(Exercise objective)
Format the stretch of lines from the one containing "motif and report a box per instance." through the one containing "[3,0,476,150]" as a JSON list of strings, one string per line, with blank lines skipped and the pictures left out.

Detection lines
● ● ● ● ●
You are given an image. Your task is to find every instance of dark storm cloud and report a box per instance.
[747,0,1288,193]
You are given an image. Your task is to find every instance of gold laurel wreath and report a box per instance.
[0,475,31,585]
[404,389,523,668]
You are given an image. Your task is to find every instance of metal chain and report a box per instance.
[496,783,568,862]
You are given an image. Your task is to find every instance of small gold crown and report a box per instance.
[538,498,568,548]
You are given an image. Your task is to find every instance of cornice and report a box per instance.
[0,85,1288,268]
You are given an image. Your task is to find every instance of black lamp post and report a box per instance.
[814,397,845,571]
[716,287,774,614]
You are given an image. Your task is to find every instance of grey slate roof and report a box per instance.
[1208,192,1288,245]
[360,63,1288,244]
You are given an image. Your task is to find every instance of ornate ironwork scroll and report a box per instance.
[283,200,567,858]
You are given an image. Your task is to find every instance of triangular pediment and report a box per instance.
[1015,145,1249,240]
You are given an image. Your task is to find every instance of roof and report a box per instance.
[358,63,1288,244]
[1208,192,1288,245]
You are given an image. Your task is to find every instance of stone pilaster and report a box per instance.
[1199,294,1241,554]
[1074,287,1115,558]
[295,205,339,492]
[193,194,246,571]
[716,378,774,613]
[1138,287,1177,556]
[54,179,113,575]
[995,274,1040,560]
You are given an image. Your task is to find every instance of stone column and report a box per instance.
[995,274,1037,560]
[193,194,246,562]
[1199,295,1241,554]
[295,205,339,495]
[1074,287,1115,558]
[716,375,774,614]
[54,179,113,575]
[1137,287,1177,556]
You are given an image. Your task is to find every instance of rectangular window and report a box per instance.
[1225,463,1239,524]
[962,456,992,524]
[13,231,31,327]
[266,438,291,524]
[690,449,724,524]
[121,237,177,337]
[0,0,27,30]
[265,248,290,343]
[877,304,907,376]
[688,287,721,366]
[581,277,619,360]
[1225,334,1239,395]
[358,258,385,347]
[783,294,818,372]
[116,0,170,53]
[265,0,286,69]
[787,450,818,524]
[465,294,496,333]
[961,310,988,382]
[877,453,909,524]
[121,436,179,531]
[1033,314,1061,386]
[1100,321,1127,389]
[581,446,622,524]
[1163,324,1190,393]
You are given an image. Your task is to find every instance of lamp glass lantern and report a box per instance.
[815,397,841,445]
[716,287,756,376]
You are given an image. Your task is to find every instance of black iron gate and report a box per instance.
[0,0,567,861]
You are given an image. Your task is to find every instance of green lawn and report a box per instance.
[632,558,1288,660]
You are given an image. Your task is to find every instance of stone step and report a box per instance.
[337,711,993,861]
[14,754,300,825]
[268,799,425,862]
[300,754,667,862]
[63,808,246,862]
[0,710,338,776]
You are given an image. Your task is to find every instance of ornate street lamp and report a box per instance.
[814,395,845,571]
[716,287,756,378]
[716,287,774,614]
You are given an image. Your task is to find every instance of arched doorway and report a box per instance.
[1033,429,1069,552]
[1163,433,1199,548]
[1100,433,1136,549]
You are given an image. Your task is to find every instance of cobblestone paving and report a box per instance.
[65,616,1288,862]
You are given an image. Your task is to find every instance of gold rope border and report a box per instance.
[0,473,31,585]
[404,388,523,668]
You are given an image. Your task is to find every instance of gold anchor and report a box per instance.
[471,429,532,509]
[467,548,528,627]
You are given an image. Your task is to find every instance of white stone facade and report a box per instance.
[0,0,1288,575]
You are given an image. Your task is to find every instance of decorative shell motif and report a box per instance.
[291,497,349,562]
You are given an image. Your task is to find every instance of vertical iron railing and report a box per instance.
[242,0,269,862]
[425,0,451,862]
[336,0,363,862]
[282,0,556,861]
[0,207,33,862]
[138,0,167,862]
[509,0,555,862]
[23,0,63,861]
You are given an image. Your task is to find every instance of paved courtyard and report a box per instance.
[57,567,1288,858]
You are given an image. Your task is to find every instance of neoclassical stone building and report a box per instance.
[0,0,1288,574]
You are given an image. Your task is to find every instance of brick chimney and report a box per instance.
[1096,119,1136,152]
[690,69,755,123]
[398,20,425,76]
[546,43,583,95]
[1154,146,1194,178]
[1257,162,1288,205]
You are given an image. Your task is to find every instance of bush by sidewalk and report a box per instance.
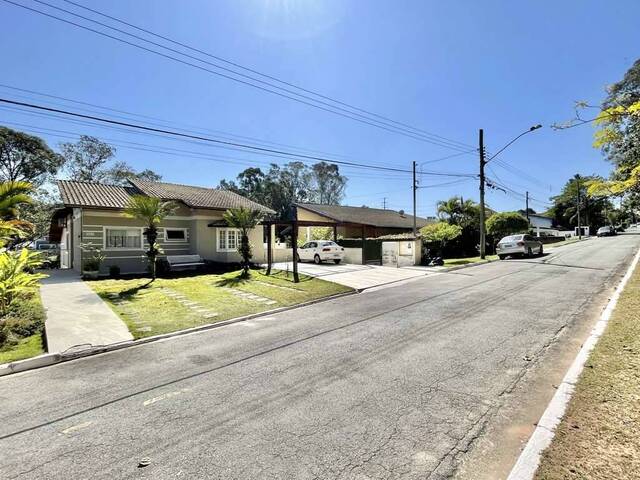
[535,258,640,480]
[0,293,45,364]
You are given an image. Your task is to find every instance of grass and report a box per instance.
[88,270,351,338]
[535,260,640,480]
[444,255,498,267]
[0,333,44,364]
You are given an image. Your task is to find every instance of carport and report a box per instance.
[263,219,367,283]
[263,203,427,283]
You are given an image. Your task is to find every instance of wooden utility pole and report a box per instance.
[576,174,582,240]
[478,129,487,259]
[413,161,418,237]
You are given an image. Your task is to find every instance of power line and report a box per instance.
[63,0,478,152]
[0,98,475,177]
[0,84,384,163]
[3,0,476,150]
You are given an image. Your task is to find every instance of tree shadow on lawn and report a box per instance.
[118,280,154,300]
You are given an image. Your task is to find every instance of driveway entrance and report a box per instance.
[273,262,437,290]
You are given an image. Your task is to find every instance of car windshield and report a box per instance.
[500,235,522,243]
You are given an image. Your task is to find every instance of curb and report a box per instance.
[0,289,356,377]
[507,246,640,480]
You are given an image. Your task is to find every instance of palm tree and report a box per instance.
[223,207,263,277]
[124,195,178,281]
[0,181,33,220]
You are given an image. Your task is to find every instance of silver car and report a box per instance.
[496,234,543,260]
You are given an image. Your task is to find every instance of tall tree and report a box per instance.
[310,162,347,205]
[60,135,162,185]
[223,207,262,277]
[0,127,64,186]
[546,176,613,230]
[60,135,116,182]
[105,160,162,185]
[124,195,178,281]
[219,162,347,219]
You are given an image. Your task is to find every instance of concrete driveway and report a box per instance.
[0,235,640,480]
[40,270,133,353]
[273,262,437,290]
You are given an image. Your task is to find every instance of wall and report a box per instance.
[79,205,266,274]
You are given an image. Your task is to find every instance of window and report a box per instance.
[218,228,240,252]
[164,228,187,242]
[104,227,142,250]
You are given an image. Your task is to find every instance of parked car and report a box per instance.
[596,225,616,237]
[496,234,544,260]
[298,240,344,263]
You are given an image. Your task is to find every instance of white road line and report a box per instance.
[60,421,93,435]
[507,246,640,480]
[142,388,191,407]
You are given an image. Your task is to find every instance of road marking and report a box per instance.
[142,388,191,407]
[61,422,93,435]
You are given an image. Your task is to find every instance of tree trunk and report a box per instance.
[145,226,158,281]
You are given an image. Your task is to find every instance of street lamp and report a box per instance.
[479,124,542,259]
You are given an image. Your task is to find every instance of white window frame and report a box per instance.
[102,225,144,252]
[164,227,189,243]
[216,228,240,252]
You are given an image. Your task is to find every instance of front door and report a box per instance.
[60,229,71,268]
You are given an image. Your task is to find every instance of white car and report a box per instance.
[496,234,543,260]
[298,240,344,263]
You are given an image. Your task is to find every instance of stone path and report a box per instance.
[229,288,278,305]
[160,287,218,319]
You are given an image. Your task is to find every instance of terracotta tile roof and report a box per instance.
[57,180,141,208]
[58,180,275,213]
[130,179,275,213]
[296,203,429,228]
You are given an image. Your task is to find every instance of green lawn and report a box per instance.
[0,333,44,364]
[535,256,640,480]
[88,270,351,338]
[444,255,498,267]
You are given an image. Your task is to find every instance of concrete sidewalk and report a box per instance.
[40,270,133,353]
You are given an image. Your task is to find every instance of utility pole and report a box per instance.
[413,161,418,237]
[478,129,487,259]
[576,174,582,240]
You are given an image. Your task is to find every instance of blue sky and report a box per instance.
[0,0,640,215]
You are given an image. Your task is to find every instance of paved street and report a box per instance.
[273,262,436,289]
[0,235,640,480]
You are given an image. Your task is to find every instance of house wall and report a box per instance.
[73,206,266,274]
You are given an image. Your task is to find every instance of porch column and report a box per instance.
[291,220,300,283]
[267,223,273,275]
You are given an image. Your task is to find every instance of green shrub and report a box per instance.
[0,294,46,348]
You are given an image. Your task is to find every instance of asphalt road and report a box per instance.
[0,235,640,480]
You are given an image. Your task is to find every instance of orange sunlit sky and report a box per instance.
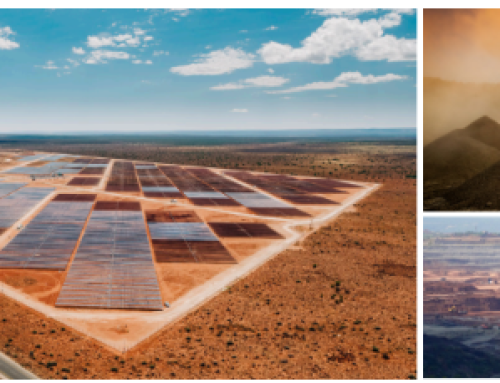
[424,9,500,83]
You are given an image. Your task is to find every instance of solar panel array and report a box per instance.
[146,211,236,263]
[56,202,162,310]
[0,194,95,270]
[106,161,141,193]
[4,162,68,175]
[186,168,309,217]
[0,182,26,198]
[209,222,283,239]
[160,166,239,206]
[226,171,341,205]
[135,163,183,198]
[0,187,55,229]
[67,177,101,186]
[79,158,110,175]
[18,154,46,162]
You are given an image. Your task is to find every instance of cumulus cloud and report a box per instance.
[36,60,59,70]
[312,8,415,17]
[210,76,290,90]
[87,28,153,49]
[356,35,417,61]
[66,59,80,66]
[257,11,417,64]
[312,8,378,17]
[0,27,20,50]
[165,8,191,17]
[83,49,130,64]
[153,51,170,56]
[170,47,255,76]
[73,47,85,55]
[132,59,153,65]
[266,72,407,94]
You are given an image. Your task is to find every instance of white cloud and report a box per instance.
[73,47,85,55]
[210,76,290,90]
[36,60,59,70]
[83,49,130,64]
[266,72,407,94]
[132,59,153,65]
[244,76,290,87]
[356,35,417,61]
[312,8,378,17]
[210,82,246,90]
[0,27,20,50]
[87,35,116,48]
[86,28,153,48]
[312,8,415,17]
[165,8,191,17]
[134,28,146,36]
[170,47,255,76]
[153,51,170,56]
[257,11,416,64]
[66,59,80,66]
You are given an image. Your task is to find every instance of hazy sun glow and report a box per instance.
[424,9,500,82]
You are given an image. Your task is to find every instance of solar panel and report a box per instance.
[0,182,27,198]
[0,194,95,270]
[146,210,236,263]
[0,187,55,228]
[106,161,141,193]
[56,207,162,310]
[67,177,101,186]
[209,222,283,239]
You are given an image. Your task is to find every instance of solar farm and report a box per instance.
[0,151,378,350]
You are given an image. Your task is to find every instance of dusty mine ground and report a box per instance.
[0,143,417,379]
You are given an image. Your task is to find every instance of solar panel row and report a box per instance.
[0,194,95,270]
[0,182,26,198]
[209,222,283,239]
[135,164,183,198]
[226,171,340,205]
[146,210,236,263]
[56,205,162,310]
[106,161,141,193]
[67,177,101,186]
[160,166,240,206]
[0,187,55,229]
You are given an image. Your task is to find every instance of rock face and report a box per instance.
[423,334,500,378]
[424,121,500,181]
[465,116,500,150]
[424,116,500,210]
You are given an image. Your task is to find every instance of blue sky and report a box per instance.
[0,9,417,133]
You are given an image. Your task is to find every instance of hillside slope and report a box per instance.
[424,335,500,378]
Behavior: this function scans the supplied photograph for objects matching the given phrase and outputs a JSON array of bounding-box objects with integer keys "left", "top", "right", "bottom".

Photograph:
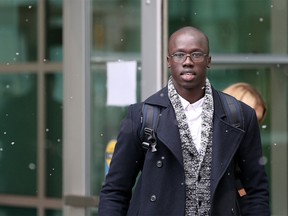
● ● ● ● ●
(Response to this exercise)
[
  "You are given an image. Your task is to find every instance of decorative shell motif and report a box per instance.",
  "[291,497,349,562]",
  "You are given an image. Your task is to find every instance of vertical iron railing and report a box per instance.",
  "[242,0,269,862]",
  "[425,0,451,862]",
  "[336,0,363,862]",
  "[282,0,556,861]",
  "[0,207,33,862]",
  "[138,0,167,862]",
  "[509,0,555,862]",
  "[23,0,63,861]",
  "You are given an image. Your task is to find every instance of paved courtyard and report a box per instance.",
  "[57,567,1288,858]",
  "You are given an image. Your task is to find every instance of neoclassical stone building and report a box per instance.",
  "[0,0,1288,574]",
  "You are given an image. Your task is to find every instance of brick chimney and report a box per instance.",
  "[1096,119,1136,152]",
  "[690,69,755,123]",
  "[398,20,425,76]",
  "[546,43,583,95]",
  "[1154,146,1194,178]",
  "[1257,162,1288,205]",
  "You are given an image. Your task is to find every instance of bush by sidewalk and report a box per instance.",
  "[535,258,640,480]",
  "[0,293,45,364]",
  "You are given an image. Your task is to find every instance of grass and report a box per instance.",
  "[88,270,351,338]",
  "[535,260,640,480]",
  "[444,255,498,267]",
  "[0,333,44,364]",
  "You are given an image. Your task is to find every instance of carport and report a box per instance.",
  "[263,219,367,283]",
  "[263,203,427,283]",
  "You are given an image. Your task is to find every instance of wooden utility pole and report a box per instance.",
  "[576,174,582,240]",
  "[478,129,487,259]",
  "[413,161,418,237]",
  "You are given an image. Your task is to find every instance of power line and report a box per instance.",
  "[63,0,478,152]",
  "[0,98,475,177]",
  "[0,84,384,163]",
  "[3,0,476,150]"
]